**Your goal**.
Where does the string "facade" appear in the listing below? Copy every line where it does.

++++ Data provided

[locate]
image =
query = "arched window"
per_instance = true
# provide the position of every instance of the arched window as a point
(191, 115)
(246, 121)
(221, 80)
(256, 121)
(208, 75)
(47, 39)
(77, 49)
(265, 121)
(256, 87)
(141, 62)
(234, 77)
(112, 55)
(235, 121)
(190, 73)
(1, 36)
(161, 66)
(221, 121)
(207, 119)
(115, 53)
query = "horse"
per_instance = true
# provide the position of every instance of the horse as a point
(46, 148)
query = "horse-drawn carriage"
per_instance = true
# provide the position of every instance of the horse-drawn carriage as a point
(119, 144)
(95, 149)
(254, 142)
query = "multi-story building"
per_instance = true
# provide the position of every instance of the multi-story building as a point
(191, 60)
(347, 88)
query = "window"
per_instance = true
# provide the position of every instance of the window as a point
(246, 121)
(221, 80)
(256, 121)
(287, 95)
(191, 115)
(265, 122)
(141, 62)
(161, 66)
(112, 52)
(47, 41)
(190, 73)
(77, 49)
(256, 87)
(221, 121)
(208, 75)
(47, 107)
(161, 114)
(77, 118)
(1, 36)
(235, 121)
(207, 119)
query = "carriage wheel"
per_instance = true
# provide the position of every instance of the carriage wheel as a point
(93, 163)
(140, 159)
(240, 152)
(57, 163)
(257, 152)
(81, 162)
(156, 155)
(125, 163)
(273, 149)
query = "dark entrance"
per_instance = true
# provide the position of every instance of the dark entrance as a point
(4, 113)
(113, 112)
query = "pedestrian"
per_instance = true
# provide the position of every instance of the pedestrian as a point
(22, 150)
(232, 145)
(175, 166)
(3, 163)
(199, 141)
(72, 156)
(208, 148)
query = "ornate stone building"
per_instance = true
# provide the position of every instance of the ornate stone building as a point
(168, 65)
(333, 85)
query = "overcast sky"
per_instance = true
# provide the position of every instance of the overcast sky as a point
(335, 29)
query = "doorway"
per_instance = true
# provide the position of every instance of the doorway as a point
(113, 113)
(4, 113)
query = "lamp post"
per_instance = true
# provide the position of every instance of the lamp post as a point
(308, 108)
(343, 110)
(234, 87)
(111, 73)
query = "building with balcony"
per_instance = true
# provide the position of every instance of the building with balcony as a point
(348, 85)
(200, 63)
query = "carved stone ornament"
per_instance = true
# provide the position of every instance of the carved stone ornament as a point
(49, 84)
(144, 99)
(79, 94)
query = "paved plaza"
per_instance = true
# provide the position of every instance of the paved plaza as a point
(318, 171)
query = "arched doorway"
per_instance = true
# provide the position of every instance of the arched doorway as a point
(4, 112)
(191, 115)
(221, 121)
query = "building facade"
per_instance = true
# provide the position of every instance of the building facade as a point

++++++++

**Answer for the task**.
query = "building facade"
# provide the position of every instance of the building facade as a point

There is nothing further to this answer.